▸ Exercices à réaliser:
• a. Repérez dans les enregistrements chaque ligne qui contient le mot «fence», puis recopiez-les toutes.
• b. Poursuivez l'article sur le procès d'Asen et de Todarka à Luxembourg en reprenant juste après sa dernière phrase.

▸ Texte retenu:
+ + + + + + +
«Tirez-moi de là!» Le 23 février 2021, Susanna voit son salut dans les uniformes des policiers. Elle dit avoir été forcée à la prostitution par Asen, un Bulgare comme elle.
Asen et Susanna se sont rencontrés dans leur pays natal, la Bulgarie, et il lui a promis la lune à condition qu’elle le suive au Luxembourg ou dans les environs. En guise de lune, la jeune femme à peine majeure doit se prostituer sous les coups et les menaces, a-t-elle raconté aux policiers.
Une employée d’une station-service de Mertert sonne l’alarme le soir du 23 février 2021 après 23 h : un homme et deux femmes se trouvent dans une voiture et les deux femmes proposent leurs charmes aux routiers arrêtés à la station-service.
Le trio avait déjà été repéré la veille, de même que deux autres voitures immatriculées en Bulgarie, prévient le témoin. Asen, 34 ans, et Todarka, 27 ans, sont arrêtés.
Combien y a-t-il eu de clients ? Quel est le parcours du trio ? Les policiers ne savent pas vraiment. Les indices sont maigres, se justifie un enquêteur, et les résultats des interrogatoires confus. Des doutes sont apparus dans les esprits des policiers.
Il y a bien eu prostitution, confirme l’un d’eux à la barre de la 7e chambre correctionnelle du tribunal d’arrondissement de Luxembourg hier. Les policiers ne parviennent pas à remonter le parcours du trio, ni depuis quand il est arrivé au Luxembourg.
Le rôle de Todarka, la deuxième jeune femme, n’est pas clair non plus. Asen l’avait présentée à Susanna comme sa sœur, mais il s’est avéré qu’elle est sa compagne. Selon la victime présumée, la petite brune a joué les entremetteuses auprès de clients.
Pour l’enquêteur de la police judiciaire, il n’est pas impossible qu’elle se soit, elle aussi, prostituée pour le compte d’Asen et qu’elle essaie de le préserver de représailles judiciaires en prétendant être à son compte.
Les deux coprévenus entretiennent une forme de flou artistique relevant par moments de l’acrobatie. Asen explique que Susanna voulait trouver un travail «normal» au Luxembourg et avait fini par se prostituer. «Un jour après son arrivée !», s’étonne le président de la chambre correctionnelle, qui n’est pas au bout de ses surprises.
«Que faites-vous au Luxembourg ?» «On m’avait retiré mon permis de conduire allemand», note le prévenu sans se douter que cette phrase allait virer au running gag. «Êtes-vous patron d’une entreprise d’intérim ? Avez-vous fait venir des filles pour qu’elles se prostituent ?» «C’était le cas en Allemagne», finit par répondre Asen après des circonvolutions pour éviter de s’exposer.
C’est compter sans la ténacité du président. «De quoi vivez-vous ici ?, s’impatiente le magistrat. Vous regardiez la beauté des paysages naturels d’une station-service ? Ou bien vous vous y trouviez pour respirer l’air pur ?»
«Je n’avais pas 5 euros en poche»
+ + + + + + +
▸ Données des exercices:
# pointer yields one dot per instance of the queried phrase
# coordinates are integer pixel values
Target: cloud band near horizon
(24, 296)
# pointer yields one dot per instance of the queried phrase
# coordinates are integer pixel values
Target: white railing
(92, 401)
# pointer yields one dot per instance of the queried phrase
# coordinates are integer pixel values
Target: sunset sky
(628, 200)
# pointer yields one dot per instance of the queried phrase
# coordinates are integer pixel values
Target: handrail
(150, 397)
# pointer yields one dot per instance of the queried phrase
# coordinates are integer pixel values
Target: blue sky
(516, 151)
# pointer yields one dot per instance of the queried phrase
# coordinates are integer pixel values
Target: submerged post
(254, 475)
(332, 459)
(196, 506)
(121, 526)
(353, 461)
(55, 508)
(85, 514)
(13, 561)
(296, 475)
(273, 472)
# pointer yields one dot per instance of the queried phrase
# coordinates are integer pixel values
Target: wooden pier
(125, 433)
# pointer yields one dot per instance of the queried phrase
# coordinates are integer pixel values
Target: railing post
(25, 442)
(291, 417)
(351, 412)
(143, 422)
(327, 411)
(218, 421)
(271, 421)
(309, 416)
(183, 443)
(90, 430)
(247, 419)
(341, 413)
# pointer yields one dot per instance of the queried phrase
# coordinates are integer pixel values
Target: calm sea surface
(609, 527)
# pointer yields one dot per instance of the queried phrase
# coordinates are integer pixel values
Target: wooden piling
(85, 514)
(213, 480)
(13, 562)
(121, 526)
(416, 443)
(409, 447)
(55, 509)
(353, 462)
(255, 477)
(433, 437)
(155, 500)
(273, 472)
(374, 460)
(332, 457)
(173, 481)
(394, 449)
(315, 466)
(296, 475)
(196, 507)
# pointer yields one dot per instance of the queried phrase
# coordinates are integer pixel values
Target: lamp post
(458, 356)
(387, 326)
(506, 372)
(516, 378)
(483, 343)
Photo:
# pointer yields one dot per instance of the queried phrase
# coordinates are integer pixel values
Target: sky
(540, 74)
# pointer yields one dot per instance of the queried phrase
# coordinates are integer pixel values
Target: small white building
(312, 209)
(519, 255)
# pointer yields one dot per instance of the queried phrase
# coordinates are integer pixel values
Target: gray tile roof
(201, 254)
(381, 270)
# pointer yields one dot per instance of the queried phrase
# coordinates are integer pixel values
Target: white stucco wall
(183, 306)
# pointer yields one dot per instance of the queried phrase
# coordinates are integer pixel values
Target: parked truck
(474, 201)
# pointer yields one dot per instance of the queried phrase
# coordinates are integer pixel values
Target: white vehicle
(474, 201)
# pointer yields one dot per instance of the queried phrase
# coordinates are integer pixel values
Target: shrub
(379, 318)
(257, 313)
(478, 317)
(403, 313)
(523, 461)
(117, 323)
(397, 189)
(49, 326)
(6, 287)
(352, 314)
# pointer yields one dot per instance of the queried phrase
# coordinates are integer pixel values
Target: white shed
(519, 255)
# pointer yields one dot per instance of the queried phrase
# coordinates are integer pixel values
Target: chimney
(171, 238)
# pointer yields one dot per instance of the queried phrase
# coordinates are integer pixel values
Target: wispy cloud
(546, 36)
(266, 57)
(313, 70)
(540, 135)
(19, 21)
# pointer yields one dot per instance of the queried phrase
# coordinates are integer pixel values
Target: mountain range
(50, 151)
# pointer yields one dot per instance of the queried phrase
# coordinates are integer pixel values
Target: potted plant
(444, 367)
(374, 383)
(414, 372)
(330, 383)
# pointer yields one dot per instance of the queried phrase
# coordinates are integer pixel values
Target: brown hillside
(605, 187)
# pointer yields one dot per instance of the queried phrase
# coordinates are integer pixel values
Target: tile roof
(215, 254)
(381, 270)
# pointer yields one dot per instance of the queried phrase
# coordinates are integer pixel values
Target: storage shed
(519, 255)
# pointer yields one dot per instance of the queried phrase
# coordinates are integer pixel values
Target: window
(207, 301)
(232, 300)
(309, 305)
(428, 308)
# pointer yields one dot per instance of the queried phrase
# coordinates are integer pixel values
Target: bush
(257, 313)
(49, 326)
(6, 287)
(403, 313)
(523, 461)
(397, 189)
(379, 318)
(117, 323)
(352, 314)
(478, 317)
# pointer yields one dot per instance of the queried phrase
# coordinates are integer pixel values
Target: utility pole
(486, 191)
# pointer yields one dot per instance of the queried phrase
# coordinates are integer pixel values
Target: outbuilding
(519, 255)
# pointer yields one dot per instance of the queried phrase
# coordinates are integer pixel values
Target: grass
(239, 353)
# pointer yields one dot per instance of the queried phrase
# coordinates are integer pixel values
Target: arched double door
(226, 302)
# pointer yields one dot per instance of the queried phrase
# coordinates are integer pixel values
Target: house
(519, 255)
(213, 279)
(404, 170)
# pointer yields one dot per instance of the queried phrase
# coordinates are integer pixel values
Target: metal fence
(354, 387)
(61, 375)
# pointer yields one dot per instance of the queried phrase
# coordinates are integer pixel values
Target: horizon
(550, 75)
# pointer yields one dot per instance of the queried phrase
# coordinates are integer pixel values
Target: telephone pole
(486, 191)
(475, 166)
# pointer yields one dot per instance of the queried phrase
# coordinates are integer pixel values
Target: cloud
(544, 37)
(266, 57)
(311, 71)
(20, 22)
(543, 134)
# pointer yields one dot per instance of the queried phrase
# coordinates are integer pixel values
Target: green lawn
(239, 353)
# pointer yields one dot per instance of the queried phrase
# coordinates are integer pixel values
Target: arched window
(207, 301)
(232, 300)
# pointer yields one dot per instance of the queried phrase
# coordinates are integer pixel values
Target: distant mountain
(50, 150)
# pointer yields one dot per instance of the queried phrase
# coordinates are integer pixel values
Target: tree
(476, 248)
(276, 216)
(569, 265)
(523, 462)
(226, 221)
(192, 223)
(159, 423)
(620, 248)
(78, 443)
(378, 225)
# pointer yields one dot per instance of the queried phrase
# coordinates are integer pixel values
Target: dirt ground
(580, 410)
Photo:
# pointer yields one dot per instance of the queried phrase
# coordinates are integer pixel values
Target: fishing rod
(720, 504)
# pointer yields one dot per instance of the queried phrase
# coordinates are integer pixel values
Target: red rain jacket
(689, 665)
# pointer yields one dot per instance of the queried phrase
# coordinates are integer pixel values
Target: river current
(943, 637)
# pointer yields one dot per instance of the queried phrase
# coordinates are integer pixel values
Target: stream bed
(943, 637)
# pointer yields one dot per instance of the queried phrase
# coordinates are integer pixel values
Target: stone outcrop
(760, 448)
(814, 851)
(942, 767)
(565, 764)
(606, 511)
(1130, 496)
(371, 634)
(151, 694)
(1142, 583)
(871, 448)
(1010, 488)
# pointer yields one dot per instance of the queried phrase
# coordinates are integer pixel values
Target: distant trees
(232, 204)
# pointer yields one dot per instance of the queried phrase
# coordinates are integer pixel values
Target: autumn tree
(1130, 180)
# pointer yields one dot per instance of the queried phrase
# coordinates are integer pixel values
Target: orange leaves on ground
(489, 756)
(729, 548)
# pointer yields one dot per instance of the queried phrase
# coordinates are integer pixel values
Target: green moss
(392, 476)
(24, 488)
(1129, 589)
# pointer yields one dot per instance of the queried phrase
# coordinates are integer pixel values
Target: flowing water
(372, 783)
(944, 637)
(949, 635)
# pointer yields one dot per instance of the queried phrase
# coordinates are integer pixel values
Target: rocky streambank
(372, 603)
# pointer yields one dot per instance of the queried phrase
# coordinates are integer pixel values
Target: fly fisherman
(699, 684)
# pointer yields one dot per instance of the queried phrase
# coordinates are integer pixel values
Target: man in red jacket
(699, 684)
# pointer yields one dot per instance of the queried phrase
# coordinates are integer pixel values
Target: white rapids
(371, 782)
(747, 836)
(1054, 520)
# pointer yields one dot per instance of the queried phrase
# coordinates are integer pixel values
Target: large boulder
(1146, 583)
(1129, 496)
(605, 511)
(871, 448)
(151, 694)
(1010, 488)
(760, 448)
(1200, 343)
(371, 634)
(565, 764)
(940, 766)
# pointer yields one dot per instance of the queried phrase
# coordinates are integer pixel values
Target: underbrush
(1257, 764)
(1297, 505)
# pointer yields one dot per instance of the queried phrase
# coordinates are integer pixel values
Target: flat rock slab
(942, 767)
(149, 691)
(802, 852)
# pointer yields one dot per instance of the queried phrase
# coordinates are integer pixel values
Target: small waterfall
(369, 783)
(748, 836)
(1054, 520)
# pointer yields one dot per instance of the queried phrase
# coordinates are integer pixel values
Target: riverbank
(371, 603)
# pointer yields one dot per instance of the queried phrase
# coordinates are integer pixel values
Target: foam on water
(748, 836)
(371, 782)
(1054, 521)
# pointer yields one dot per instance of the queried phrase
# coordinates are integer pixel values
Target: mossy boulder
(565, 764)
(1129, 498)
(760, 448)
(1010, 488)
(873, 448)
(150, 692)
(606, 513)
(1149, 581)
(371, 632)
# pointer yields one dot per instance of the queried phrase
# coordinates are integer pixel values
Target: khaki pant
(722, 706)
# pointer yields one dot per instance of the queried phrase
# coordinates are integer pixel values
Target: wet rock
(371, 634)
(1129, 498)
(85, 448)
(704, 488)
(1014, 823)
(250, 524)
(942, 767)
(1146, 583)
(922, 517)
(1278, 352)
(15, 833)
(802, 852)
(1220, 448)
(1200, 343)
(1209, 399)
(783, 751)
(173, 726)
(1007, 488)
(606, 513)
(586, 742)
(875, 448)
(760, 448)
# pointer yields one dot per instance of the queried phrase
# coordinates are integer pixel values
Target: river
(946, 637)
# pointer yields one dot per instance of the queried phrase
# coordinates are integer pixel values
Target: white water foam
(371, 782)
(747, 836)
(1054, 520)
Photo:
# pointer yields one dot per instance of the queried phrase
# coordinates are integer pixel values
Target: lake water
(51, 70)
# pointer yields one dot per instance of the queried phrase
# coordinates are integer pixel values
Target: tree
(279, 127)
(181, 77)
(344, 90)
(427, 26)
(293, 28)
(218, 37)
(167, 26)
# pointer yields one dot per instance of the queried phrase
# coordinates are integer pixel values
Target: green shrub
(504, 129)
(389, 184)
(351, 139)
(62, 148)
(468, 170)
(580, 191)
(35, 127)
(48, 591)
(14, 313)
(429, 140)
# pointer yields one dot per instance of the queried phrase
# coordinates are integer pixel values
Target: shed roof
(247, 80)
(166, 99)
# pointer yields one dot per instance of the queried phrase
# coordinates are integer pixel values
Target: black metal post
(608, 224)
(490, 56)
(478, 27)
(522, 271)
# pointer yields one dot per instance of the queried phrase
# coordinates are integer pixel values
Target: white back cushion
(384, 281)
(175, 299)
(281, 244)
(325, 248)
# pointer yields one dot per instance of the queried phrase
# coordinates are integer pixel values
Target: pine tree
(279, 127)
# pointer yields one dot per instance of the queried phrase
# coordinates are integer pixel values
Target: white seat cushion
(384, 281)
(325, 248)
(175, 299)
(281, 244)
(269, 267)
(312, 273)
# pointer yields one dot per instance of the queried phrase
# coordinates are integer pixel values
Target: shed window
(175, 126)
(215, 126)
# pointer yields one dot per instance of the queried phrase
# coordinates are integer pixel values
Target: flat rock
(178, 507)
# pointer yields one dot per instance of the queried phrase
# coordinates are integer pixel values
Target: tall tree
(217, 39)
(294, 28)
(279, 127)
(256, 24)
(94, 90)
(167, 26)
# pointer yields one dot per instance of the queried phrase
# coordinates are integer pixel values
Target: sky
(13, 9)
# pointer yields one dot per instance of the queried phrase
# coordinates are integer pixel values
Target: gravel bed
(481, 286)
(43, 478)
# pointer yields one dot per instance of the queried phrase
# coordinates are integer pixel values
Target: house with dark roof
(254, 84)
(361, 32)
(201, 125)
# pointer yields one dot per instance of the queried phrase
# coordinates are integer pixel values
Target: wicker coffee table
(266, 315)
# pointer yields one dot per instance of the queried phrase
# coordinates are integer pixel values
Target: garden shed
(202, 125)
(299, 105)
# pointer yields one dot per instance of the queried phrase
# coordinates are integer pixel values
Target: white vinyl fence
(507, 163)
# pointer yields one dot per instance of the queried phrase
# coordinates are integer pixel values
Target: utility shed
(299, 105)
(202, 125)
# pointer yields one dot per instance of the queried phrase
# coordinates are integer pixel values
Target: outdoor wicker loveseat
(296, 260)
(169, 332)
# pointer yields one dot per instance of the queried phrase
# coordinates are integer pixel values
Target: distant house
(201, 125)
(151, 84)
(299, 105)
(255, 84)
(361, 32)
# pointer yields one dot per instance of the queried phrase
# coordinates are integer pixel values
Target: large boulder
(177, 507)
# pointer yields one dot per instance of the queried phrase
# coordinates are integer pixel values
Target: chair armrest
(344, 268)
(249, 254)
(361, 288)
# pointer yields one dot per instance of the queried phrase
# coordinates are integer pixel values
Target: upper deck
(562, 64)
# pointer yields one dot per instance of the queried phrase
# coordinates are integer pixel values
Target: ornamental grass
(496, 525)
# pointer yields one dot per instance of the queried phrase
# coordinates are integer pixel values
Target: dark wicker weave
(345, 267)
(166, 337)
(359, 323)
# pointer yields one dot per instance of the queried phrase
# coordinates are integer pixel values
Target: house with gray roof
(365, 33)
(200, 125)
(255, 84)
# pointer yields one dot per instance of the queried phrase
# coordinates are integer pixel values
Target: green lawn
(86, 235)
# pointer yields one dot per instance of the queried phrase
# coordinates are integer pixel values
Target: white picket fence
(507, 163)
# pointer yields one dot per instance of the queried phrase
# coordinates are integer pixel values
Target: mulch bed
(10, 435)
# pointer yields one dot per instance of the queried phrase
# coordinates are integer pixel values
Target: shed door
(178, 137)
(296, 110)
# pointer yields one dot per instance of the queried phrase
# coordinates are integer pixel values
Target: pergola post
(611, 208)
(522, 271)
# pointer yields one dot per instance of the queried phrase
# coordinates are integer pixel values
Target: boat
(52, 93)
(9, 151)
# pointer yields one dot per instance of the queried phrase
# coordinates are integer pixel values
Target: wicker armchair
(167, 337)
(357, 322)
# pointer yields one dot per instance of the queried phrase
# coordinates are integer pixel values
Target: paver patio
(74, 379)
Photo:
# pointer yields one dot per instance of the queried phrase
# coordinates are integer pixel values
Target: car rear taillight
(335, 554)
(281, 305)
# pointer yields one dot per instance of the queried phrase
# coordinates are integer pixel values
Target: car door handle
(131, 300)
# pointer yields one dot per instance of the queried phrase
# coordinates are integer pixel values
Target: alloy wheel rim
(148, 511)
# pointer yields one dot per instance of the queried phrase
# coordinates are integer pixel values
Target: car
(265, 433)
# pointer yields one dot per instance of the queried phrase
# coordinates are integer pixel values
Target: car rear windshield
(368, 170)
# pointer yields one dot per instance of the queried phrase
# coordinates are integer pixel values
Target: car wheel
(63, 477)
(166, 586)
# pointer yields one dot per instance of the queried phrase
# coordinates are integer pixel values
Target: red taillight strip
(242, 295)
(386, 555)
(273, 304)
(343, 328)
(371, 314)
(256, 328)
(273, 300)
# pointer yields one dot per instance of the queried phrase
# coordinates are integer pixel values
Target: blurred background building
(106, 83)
+ + + + + + +
▸ Corrigés par exercice:
• a.
Target: metal fence
Target: white vinyl fence
Target: white picket fence

• b.
Le prévenu finit par craquer sous la pression des questions qui s’abattent sur lui. Susanna était avec le couple depuis deux ou trois jours au moment des faits. Il ne l’a jamais maltraitée ou menacée, ajoute-t-il. «Je n’ai jamais pris l’argent des passes. Les filles payaient tout. Je n’avais pas 5 euros en poche et il m’arrivait de dormir dans ma voiture.»
«Vous êtes le proxénète le plus pauvre du monde. Un proxénète sans domicile fixe», ironise le président, qui a réussi à obtenir des aveux partiels du prévenu quant à ses activités de proxénète.
Todarka explique à son tour que Susanna est venue au Luxembourg de son plein gré. «Elle se prostituait déjà en Bulgarie et elle m’a demandé de l’aide pour travailler en Allemagne et se mettre à son compte, indique-t-elle. Je n’ai jamais pris son argent et je ne l’ai pas contrainte à venir.» Les violences et les menaces ont été inventées par dépit amoureux par Susanna.
Le couple ne comprend pas le mauvais tour que lui joue la victime présumée. Victime dont les avocats de la défense ont regretté l’absence. «Son audition ne tient pas», regrette l’un qui aurait souhaité pouvoir l’interroger. «Le dossier repose sur ses déclarations peu crédibles», enchaîne sa consœur.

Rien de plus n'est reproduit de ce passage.